Dataset records —
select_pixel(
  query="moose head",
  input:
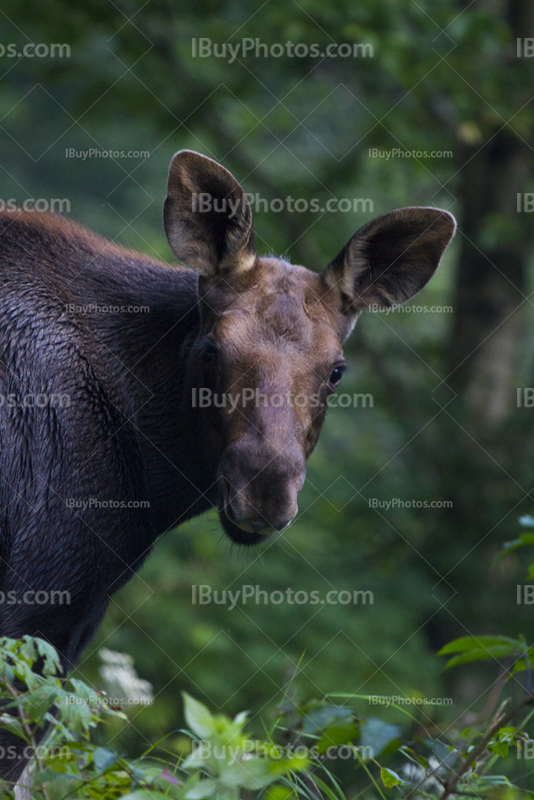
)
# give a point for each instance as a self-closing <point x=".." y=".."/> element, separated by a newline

Exercise aim — Render the data above as a numbered list of its lines, omitting blank lines and leaving out the picture.

Answer to this task —
1. select_pixel(
2.   query="moose head",
3.   input:
4. )
5. # give a point for each instance as a self-closing <point x=".." y=".."/> element, separated by a newline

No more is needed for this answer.